[Datos registrados]
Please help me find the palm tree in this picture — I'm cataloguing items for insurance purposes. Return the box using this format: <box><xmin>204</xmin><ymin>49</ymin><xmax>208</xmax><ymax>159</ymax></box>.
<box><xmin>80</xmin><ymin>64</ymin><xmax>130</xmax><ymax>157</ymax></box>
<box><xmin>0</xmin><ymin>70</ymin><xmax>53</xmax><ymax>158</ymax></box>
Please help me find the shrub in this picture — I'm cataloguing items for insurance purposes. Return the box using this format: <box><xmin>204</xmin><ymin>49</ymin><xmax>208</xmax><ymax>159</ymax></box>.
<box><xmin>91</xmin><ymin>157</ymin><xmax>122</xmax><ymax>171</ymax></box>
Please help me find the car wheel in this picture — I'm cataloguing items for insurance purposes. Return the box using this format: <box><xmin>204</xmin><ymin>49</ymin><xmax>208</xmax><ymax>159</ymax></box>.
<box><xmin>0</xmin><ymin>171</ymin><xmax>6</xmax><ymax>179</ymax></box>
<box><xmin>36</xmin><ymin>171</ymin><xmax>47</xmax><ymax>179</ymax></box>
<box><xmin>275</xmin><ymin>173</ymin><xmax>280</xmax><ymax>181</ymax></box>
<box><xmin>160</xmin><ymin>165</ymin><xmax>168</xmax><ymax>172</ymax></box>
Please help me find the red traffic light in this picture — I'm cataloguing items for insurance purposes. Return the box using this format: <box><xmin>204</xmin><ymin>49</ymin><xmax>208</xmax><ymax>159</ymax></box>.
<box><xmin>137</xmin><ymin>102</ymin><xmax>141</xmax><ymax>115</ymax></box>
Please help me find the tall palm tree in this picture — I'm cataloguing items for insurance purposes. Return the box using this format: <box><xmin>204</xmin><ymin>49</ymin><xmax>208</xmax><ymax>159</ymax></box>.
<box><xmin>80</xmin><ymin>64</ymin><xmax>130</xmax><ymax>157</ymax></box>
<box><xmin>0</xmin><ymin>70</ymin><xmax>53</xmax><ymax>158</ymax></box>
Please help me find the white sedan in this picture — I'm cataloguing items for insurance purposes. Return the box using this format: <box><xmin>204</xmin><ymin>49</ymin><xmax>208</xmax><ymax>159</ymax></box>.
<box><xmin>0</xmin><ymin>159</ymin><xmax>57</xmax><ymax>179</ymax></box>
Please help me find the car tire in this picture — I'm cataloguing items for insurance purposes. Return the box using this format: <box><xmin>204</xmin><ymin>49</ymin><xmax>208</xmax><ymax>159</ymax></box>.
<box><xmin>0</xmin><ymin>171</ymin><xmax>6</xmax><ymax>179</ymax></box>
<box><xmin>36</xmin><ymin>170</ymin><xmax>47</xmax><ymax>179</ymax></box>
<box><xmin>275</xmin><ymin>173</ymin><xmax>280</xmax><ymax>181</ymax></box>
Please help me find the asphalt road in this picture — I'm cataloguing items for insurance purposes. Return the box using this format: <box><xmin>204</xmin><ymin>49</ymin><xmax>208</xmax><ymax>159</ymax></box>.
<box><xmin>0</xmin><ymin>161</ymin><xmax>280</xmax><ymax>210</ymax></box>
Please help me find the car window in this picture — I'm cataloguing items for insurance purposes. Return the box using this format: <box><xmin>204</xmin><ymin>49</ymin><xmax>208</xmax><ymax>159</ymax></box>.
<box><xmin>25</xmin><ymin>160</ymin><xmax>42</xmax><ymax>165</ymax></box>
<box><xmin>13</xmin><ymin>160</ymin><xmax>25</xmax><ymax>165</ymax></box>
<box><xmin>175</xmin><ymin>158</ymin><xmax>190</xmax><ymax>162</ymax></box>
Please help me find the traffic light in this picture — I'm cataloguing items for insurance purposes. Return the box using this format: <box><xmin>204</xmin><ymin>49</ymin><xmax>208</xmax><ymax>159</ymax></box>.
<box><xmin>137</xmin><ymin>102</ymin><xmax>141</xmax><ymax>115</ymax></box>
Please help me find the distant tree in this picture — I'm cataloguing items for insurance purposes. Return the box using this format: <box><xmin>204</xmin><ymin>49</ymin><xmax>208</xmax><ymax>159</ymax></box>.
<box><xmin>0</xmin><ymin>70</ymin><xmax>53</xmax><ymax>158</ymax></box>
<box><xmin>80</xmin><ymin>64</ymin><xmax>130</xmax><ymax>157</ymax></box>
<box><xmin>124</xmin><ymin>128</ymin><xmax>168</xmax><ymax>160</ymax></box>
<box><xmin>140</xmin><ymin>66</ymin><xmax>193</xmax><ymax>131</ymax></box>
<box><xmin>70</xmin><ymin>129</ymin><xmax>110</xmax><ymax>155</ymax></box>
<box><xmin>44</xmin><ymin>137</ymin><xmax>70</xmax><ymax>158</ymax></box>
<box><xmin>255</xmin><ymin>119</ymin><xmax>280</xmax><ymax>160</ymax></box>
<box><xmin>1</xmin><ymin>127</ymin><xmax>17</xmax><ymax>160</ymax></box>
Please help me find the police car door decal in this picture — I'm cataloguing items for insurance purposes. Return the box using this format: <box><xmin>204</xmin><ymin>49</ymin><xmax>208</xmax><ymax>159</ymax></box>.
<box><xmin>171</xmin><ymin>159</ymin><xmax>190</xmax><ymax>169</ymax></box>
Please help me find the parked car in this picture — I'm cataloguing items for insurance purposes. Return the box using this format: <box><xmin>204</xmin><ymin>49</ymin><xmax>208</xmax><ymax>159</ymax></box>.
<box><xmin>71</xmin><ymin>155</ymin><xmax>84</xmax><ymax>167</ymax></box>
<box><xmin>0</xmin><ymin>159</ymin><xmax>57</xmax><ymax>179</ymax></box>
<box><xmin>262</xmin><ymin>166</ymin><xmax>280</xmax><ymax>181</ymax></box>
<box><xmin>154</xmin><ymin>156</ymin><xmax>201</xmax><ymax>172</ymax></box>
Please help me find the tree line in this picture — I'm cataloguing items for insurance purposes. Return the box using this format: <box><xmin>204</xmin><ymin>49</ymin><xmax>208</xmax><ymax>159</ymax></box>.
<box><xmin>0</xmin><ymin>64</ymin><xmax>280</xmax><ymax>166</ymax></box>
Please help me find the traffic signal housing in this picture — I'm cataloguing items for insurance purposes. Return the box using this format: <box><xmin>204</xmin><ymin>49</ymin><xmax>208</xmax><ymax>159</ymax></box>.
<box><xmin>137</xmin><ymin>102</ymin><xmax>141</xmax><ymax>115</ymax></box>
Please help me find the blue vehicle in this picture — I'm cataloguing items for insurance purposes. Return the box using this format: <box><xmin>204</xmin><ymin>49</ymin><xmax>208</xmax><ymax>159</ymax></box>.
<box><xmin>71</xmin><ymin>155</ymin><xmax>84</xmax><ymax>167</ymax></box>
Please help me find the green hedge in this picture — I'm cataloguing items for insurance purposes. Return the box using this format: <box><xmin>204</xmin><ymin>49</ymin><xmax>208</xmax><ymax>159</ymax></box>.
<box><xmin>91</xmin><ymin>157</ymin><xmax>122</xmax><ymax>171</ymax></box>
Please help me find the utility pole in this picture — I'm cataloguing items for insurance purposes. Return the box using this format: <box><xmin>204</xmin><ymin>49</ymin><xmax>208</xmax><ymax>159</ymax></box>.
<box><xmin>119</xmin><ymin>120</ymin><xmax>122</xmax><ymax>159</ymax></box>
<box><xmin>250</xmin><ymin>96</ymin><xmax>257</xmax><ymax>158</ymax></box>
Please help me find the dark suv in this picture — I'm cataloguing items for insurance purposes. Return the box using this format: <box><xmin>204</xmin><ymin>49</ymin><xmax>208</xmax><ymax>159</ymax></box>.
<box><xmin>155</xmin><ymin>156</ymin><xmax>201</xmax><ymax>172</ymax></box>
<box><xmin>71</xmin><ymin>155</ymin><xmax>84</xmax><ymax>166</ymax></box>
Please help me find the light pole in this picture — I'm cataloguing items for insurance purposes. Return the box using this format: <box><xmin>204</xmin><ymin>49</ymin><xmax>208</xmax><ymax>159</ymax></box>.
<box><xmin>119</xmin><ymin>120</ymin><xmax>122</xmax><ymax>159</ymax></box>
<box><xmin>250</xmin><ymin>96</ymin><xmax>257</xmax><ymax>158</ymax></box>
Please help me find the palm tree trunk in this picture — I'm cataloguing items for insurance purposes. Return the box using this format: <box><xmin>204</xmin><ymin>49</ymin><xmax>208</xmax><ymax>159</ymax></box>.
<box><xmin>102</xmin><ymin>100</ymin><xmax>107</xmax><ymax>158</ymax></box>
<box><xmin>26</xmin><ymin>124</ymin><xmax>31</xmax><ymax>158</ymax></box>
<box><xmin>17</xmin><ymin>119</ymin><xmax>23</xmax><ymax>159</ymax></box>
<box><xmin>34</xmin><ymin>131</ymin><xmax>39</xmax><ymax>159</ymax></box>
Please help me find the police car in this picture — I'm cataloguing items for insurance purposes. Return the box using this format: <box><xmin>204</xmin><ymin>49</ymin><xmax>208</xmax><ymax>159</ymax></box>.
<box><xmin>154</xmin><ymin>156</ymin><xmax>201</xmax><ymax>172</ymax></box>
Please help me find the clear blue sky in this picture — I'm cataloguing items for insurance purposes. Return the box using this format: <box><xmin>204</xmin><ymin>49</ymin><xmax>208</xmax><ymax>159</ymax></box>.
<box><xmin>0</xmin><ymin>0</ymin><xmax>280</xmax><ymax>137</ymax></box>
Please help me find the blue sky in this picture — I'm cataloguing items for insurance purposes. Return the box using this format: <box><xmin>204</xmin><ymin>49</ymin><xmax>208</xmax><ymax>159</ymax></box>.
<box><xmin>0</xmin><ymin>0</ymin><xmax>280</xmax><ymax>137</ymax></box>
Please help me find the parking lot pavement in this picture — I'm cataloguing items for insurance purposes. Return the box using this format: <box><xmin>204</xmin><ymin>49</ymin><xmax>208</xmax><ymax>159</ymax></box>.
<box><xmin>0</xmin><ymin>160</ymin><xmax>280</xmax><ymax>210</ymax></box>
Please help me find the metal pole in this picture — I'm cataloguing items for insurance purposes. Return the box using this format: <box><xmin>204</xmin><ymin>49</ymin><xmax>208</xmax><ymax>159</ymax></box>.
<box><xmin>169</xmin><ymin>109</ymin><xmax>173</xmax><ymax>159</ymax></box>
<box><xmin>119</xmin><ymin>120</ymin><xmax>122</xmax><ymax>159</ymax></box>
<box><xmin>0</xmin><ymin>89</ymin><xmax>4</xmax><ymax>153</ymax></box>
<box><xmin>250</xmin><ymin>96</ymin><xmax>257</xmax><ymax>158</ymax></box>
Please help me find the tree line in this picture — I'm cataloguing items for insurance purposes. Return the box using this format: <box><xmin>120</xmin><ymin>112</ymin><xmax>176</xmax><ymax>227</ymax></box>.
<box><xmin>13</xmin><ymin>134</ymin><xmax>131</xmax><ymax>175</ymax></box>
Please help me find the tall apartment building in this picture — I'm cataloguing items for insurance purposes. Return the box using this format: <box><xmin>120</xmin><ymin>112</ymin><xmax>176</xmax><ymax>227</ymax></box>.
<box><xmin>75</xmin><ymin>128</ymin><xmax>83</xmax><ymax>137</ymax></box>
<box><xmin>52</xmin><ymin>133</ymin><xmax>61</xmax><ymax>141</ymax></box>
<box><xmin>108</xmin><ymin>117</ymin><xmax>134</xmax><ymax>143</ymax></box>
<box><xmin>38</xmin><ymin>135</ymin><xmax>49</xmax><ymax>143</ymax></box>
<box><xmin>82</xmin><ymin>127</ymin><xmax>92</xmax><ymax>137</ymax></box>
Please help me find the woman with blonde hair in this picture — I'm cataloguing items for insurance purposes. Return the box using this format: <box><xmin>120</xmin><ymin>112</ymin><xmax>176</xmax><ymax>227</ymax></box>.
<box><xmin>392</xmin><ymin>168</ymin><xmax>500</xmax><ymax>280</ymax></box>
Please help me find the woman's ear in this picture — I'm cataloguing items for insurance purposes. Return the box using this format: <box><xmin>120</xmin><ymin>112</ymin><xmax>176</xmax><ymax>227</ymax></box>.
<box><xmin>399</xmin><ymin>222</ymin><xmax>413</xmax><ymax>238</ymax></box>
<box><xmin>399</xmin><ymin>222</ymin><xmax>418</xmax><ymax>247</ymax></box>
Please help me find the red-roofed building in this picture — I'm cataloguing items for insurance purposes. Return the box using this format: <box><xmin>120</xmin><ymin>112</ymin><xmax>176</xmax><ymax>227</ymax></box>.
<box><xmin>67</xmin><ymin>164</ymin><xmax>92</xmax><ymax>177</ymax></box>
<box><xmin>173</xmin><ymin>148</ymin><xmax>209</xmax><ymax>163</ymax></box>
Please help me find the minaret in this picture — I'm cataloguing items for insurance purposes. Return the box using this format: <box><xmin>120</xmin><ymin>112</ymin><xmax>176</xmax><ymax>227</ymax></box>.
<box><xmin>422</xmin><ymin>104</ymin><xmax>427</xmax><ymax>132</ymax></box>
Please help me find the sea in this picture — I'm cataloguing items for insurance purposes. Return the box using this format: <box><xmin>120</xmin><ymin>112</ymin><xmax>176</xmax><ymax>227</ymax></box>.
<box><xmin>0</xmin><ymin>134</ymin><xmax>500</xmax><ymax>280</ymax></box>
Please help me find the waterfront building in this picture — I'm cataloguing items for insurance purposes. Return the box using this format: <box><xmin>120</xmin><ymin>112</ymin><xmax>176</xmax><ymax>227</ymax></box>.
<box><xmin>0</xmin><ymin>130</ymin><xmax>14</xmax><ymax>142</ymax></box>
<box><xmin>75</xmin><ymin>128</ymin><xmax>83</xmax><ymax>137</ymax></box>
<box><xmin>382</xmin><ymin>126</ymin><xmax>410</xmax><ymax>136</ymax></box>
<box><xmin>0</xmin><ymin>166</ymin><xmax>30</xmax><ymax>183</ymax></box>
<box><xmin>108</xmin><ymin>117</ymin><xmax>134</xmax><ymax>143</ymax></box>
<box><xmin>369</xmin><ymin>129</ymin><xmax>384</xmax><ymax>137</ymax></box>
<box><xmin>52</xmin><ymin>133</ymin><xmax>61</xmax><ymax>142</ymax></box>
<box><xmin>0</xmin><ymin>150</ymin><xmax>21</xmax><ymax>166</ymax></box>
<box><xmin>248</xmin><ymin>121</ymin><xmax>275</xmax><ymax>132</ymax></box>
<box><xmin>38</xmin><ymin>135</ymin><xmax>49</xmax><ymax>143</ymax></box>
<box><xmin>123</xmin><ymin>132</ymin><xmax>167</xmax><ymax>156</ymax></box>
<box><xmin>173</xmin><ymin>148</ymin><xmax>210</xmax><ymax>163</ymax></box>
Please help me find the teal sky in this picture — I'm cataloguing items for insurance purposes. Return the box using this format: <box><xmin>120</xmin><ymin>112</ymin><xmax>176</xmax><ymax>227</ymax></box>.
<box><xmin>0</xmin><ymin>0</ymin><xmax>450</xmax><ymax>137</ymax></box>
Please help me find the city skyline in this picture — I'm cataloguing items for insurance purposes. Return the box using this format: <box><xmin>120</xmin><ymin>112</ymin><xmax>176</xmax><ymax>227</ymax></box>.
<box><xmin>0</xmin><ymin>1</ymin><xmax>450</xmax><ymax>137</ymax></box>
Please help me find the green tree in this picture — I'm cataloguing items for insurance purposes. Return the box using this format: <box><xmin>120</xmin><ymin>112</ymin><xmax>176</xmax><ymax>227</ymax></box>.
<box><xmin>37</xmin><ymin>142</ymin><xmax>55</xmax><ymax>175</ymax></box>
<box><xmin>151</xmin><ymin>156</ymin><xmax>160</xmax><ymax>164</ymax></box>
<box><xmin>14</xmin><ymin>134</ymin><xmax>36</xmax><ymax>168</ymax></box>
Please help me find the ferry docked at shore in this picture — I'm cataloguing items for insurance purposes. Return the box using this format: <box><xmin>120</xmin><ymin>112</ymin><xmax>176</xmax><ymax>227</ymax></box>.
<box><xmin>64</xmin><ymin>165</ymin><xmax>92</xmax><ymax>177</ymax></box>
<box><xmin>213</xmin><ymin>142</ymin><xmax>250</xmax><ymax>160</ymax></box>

**Consigna:**
Filtra los registros de arriba y copia cada línea que contenga la palabra "green". Se distingue entre mayúsculas y minúsculas.

**Salida completa:**
Please help me find the green hedge in this picture — I'm cataloguing items for insurance purposes. Return the box using this format: <box><xmin>204</xmin><ymin>49</ymin><xmax>208</xmax><ymax>159</ymax></box>.
Please help me find the green tree in this picture — I'm cataloguing items for insurance purposes. Return the box using this format: <box><xmin>120</xmin><ymin>112</ymin><xmax>176</xmax><ymax>227</ymax></box>.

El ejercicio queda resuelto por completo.